Назовите всех людей, фамилии которых упоминаются в исходном тексте ниже.

Исходный текст>
○ ○ ○
Когда было произнесено благословение, мистер Даффелд быстро удалился; высокий губернатор зашагал следом за ним, а заключенные молча двинулись через дверной проем обратно в свои камеры. Какой же это был комментарий к словам «Отче наш»! Это была жуткая насмешка, кощунственный фарс, сатира на христианство, бесконечно более сардоническая и едкая, чем все, что я когда-либо писал или публиковал. Вскоре после возвращения в камеру я был рад плотному обеду и усыпляющему элю, чтобы притупить горькое жало своего презрения.

После чая я приступил к финальной подготовке своей защиты. Газ мне оставили гореть на лишний час, чтобы дать время, в котором я нуждался. Было половина десятого, когда я улегся в свой гамак. К тому моменту все было завершено, за исключением встречи с моими соподсудимыми, о которой я просил. Губернатор не имел полномочий ее предоставить. Он обратился к инспектирующим мировым судьям, которые заявили о такой же беспомощности. Затем в Министерство внутренних дел была направлена «петиция», но ответа не последовало. Пока я размышлял над этой трудностью, дверь моей камеры внезапно отворилась, и вошел губернатор. Извинившись за то, что беспокоит меня без церемоний в столь поздний час, он сообщил, что курьер из Министерства внутренних дел привез необходимое разрешение на наше свидание. Оно состоялось на следующее утро. У нас было ровно тридцать минут, чтобы согласовать план предстоящей битвы; консультация проходила во дворе перед завтраком. Время, разумеется, было до смешного малым. Мы имели полное право на лучшего обращения — мистер Рамзи, мистер Кемп и я; нам предъявили одно и то же обвинение; мы отвечали по общему обвинительному акту; мы стояли вместе на одной скамье подсудимых; мы разделяли общую судьбу, и свидетели вызывались против всех троих без разбора. Несомненно, поскольку присяжные однажды уже разошлись во мнениях, а нам приходилось защищаться сызнова, мы имели право на нормальную подготовку при наших бумагах наготове. Эта беседа на свежем воздухе стала последней из «возможностей» судьи Норта. В десять часов мы снова оказались на скамье подсудимых в Олд-Бейли, лицом к лицу с судьей и присяжными, в окружении жаждущей зрелища толпы, начиная второй бой за свободу, а возможно, и за жизнь.
○ ○ ○
Записанные данные>
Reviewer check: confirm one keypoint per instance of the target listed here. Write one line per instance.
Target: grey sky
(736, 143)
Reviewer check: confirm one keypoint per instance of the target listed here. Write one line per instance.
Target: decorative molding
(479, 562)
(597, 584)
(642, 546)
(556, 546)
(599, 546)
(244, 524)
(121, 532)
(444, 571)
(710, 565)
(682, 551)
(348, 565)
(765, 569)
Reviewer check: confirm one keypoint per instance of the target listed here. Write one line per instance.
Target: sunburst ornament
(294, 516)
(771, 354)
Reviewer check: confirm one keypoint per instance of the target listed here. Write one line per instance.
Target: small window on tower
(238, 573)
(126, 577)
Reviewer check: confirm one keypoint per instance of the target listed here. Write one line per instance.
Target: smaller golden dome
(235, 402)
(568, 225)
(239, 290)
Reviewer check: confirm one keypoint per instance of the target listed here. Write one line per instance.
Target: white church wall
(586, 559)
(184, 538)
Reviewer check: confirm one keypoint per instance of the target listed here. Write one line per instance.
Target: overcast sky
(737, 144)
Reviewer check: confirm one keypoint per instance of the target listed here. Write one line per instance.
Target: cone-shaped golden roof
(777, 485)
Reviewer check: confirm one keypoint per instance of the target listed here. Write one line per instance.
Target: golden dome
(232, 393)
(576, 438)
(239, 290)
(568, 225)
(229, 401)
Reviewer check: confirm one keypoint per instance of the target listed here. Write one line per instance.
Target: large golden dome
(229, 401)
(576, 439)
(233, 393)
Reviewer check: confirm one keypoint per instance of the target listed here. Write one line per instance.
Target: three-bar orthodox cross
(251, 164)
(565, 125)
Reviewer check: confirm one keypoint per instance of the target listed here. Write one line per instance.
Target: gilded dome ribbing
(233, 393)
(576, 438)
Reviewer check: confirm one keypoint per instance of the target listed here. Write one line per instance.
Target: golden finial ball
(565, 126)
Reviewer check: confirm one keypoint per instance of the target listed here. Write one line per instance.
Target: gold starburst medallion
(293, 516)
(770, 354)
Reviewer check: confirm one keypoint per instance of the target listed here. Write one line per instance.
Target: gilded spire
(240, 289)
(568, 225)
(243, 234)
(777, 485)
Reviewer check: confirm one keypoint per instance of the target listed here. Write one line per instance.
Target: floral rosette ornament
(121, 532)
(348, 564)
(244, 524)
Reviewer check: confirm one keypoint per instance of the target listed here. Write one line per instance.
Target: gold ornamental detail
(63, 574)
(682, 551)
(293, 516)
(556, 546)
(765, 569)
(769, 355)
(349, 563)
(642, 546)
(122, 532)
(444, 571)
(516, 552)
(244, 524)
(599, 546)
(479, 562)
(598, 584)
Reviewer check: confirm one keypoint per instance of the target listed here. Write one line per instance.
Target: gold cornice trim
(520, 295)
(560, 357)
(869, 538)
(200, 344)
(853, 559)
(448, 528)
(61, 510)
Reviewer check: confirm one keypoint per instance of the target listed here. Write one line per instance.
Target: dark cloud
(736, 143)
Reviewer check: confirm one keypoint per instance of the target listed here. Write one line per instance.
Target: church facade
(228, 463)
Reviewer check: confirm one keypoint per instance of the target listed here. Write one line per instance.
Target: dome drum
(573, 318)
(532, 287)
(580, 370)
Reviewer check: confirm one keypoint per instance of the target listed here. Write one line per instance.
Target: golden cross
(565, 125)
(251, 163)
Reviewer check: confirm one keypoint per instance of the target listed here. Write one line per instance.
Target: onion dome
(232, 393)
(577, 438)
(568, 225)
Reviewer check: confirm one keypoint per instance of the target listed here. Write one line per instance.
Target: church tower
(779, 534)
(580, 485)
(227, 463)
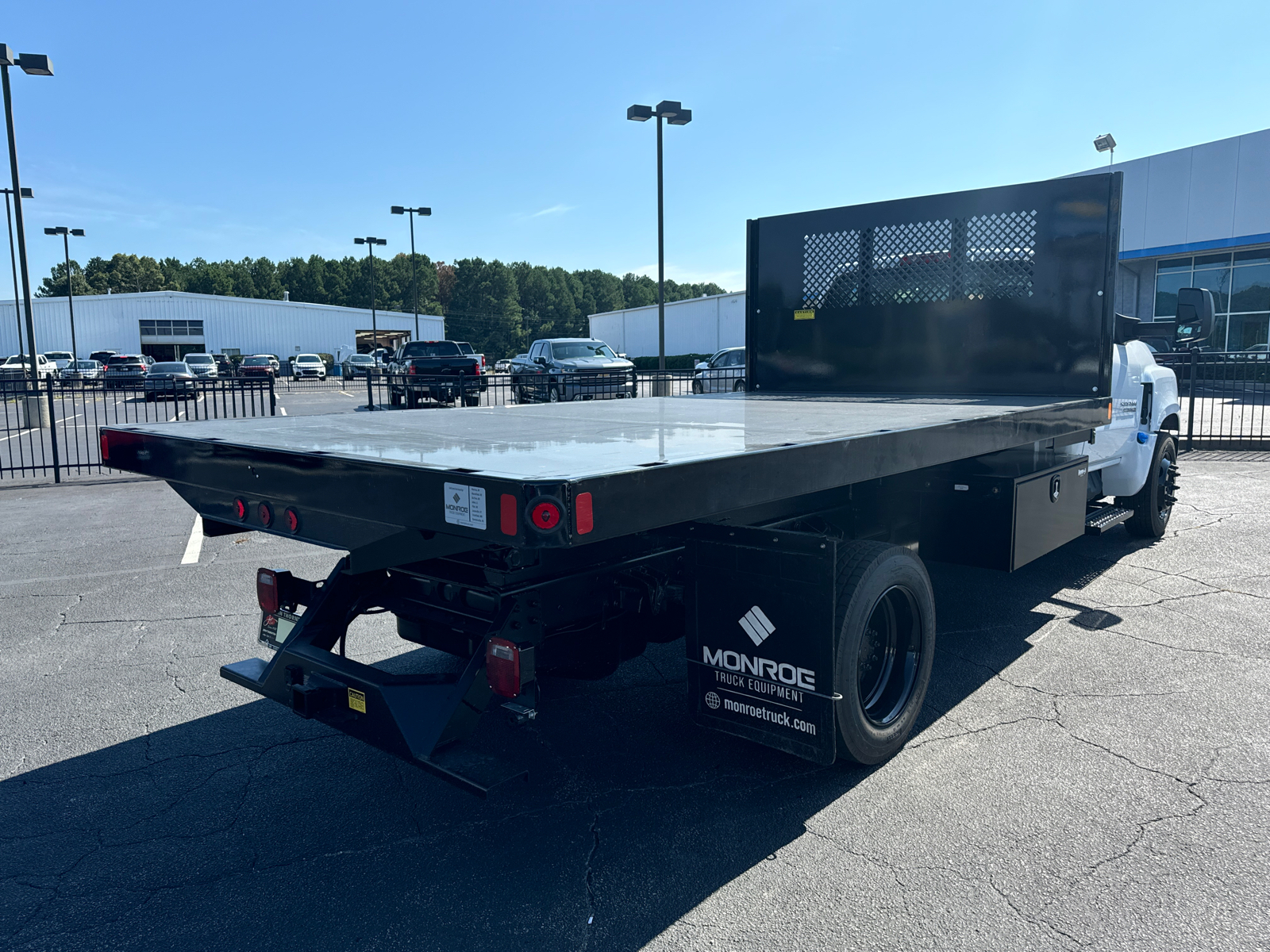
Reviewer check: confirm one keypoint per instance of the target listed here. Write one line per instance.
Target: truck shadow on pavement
(256, 829)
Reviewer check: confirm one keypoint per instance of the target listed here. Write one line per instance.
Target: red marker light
(545, 516)
(582, 513)
(503, 668)
(507, 508)
(267, 589)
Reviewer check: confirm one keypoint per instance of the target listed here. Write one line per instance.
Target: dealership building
(171, 324)
(1191, 217)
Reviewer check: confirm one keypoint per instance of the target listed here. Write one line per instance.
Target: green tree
(484, 308)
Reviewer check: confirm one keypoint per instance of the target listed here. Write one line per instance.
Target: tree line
(498, 308)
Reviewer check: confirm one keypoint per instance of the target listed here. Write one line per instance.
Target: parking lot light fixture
(70, 285)
(414, 278)
(35, 65)
(675, 114)
(370, 241)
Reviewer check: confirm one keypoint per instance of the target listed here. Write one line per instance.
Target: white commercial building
(169, 324)
(1193, 217)
(698, 325)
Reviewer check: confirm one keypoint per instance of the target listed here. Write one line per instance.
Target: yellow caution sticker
(357, 701)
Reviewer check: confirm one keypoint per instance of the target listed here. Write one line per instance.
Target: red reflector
(267, 589)
(582, 511)
(503, 666)
(545, 516)
(507, 514)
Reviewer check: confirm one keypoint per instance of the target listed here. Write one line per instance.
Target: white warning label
(465, 505)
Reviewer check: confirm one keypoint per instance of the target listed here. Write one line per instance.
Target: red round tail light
(545, 516)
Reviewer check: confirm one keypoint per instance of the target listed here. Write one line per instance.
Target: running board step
(1105, 518)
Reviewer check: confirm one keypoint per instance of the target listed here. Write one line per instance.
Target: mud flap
(761, 641)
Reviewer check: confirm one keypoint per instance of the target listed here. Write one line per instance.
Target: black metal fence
(1225, 399)
(57, 431)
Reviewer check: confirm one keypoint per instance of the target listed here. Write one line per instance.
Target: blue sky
(286, 129)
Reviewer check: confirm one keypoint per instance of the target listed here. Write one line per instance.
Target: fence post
(52, 431)
(1191, 409)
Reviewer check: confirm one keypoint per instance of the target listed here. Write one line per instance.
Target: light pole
(677, 116)
(13, 259)
(33, 65)
(414, 279)
(370, 249)
(70, 285)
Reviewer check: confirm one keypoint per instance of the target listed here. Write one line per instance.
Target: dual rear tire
(886, 647)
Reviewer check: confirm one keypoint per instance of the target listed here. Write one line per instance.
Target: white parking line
(196, 543)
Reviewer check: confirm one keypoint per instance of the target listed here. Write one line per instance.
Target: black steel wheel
○ ○ ○
Ответ на задание>
Мистер Даффелд, мистер Рамзи, мистер Кемп, судья Норт.